▶ **Página**:

Expositores defendem valorização dos Estados no pacto
federativo
O conselheiro do Tribunal de Contas de Minas Gerais
(TCMG) e ex-deputado estadual Sebastião Helvécio defendeu a
importância do resgate dos Estados na formação de políticas
públicas, durante o segundo dia do Ciclo de Debates Pacto
Federativo, Questão Tributária e Políticas Públicas no Brasil. O
evento, organizado pela Assembleia Legislativa de Minas Gerais,
recebeu ainda, na manhã desta quinta-feira (20/5/10), representantes
do Instituto de Pesquisa Econômica Aplicada (Ipea), da Fundação João
Pinheiro, do Ministério Público e da Associação Mineira de
Municípios.
De acordo com Sebastião Helvécio, o Brasil é o
único país em todo o mundo que possui um sistema com três entes
federados. Para ele, entretanto, o federalismo brasileiro é
assimétrico e favorece o governo central em detrimento dos Estados e
municípios. O ex-parlamentar acredita que os Estados devem se
auto-organizar para garantir sua autonomia. "Precisamos buscar uma
rede cooperativa federativa eficaz, com um sistema de avaliação de
resultados que melhore a gestão e modernize a máquina pública",
sugeriu. O conselheiro do TCMG atribuiu, ainda, a eficiência
administrativa e a regionalização das políticas públicas como
caminhos para a valorização dos Estados.
O consultor do Ipea, Décio Garcia Munhoz, reforçou
a ideia do ex-deputado Sebastião Helvécio de que o modelo de governo
federativo no Brasil é desarmônico. Ele lembra que a reforma
tributária, que vem sendo discutida há mais de 20 anos, não é de
interesse da União, uma vez que diminui o poder do governo central.
"Na década de 90, houve um aumento de impostos que achatou os
salários do trabalhador e enfraqueceu as políticas públicas voltadas
para a sociedade. Nessa história, só quem ganhou foi o Governo
Federal", criticou.
Munhoz destacou ainda que a Lei de Responsabilidade
Fiscal é um mecanismo de engessamento dos Estados. Para ele, o
federalismo brasileiro tem um grave problema de distribuição de
recursos e atribuições nas políticas públicas. "Há um desarranjo
institucional em que os Estados e municípios ficam submissos à
União. O regime hoje é quase monárquico, em que o governo central
detém autonomia e poder sobre todas as decisões", alertou.
Professor critica sistema tributário
brasileiro
O sistema tributário do País foi considerado de
péssima qualidade pelo professor da Fundação João Pinheiro, Fabrício
Augusto de Oliveira. Segundo ele, o federalismo brasileiro é
desequilibrado e em poucos períodos da história teria vigorado de
forma efetiva. Em sua fala, o acadêmico apontou que a carga
tributária nacional impede o crescimento econômico, gera má
distribuição de recursos e não traz retornos reais para sociedade em
termos de políticas públicas. "Esse sistema tributário, que é o pior
existente em todo o mundo, acarreta insuficiência de políticas
públicas, escassez de investimentos em infraestrutura econômica e
urbana e cria conflitos federativos institucionais", afirmou.

▶ **Instrução escrita A**: Reescreva o trecho da notícia sobre o pacto federativo começando em "O consultor do" e terminando em "do governo central.", trocando "consultor" por "pesquisador".
▶ **Instrução escrita B**: Diga se cada afirmação concorda com a notícia sobre o pacto federativo, respondendo sim ou não e citando as palavras do texto que decidem a questão. (i) O evento foi organizado pela Assembleia Legislativa de Minas Gerais. (ii) Segundo Munhoz, a reforma tributária é de interesse da União. (iii) Fabrício Augusto de Oliveira é professor do Ipea.

▶ **Linhas**:
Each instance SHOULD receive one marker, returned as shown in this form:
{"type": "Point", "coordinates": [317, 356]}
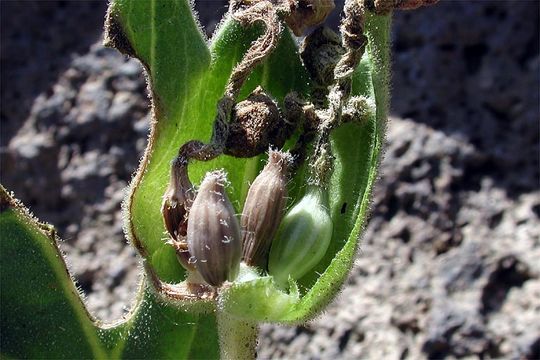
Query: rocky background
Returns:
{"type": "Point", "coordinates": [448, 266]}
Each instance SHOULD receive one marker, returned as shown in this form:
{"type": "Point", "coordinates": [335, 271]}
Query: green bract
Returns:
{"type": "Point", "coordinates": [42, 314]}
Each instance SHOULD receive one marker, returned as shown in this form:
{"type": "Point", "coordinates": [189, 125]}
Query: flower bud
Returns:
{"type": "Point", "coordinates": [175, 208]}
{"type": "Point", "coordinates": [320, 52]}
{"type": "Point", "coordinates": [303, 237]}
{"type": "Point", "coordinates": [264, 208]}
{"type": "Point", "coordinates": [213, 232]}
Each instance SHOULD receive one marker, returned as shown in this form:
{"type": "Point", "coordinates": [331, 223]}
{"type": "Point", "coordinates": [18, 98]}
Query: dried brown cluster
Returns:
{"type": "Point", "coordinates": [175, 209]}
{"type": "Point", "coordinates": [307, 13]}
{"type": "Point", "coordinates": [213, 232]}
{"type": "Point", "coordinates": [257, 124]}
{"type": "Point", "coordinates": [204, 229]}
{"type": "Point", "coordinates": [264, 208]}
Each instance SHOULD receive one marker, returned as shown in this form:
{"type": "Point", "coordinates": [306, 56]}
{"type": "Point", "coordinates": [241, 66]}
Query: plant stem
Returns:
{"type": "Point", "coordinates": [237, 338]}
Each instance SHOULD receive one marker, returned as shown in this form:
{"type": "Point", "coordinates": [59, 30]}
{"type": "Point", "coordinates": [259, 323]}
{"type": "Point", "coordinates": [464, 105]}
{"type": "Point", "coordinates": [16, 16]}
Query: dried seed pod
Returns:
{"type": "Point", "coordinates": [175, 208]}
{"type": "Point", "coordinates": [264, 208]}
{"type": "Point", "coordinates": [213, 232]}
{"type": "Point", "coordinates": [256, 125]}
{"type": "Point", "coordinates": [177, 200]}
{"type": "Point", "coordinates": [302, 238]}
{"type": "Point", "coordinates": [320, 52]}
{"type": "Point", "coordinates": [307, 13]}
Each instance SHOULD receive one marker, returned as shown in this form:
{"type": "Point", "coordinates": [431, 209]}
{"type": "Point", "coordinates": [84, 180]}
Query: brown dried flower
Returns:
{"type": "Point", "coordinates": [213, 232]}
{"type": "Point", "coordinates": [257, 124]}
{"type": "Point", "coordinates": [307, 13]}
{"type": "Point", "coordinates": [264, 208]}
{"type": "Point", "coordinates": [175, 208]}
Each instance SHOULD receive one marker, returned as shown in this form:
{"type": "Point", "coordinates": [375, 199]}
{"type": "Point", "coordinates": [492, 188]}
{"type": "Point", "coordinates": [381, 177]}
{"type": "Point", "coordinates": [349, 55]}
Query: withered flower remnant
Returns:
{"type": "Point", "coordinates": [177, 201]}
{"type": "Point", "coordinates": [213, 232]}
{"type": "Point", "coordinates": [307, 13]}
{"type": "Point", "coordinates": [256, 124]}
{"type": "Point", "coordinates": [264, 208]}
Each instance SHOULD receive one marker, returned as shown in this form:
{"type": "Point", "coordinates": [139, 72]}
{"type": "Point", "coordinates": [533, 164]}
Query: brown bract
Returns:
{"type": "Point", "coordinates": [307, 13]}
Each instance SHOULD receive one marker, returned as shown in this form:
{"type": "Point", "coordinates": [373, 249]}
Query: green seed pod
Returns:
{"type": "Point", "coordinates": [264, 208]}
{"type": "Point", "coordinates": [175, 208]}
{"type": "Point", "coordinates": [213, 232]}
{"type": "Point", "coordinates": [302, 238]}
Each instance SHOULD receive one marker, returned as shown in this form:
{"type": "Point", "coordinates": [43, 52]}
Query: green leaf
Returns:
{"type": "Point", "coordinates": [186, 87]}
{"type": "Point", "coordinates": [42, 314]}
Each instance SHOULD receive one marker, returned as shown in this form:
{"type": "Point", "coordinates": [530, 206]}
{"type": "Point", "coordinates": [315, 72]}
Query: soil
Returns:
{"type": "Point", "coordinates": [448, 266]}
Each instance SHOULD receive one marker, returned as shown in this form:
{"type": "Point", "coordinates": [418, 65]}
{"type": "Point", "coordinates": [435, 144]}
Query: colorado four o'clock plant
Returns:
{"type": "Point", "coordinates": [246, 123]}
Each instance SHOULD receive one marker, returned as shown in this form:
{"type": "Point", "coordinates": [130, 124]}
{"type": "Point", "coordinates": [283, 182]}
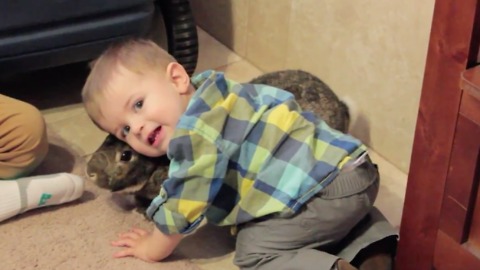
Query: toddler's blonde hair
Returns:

▶ **Resultado final A**:
O pesquisador do Ipea, Décio Garcia Munhoz, reforçou
a ideia do ex-deputado Sebastião Helvécio de que o modelo de governo
federativo no Brasil é desarmônico. Ele lembra que a reforma
tributária, que vem sendo discutida há mais de 20 anos, não é de
interesse da União, uma vez que diminui o poder do governo central.

▶ **Resultado final B**:
(i) Sim: "organizado pela Assembleia Legislativa de Minas Gerais".
(ii) Não: "não é de interesse da União".
(iii) Não: "professor da Fundação João Pinheiro".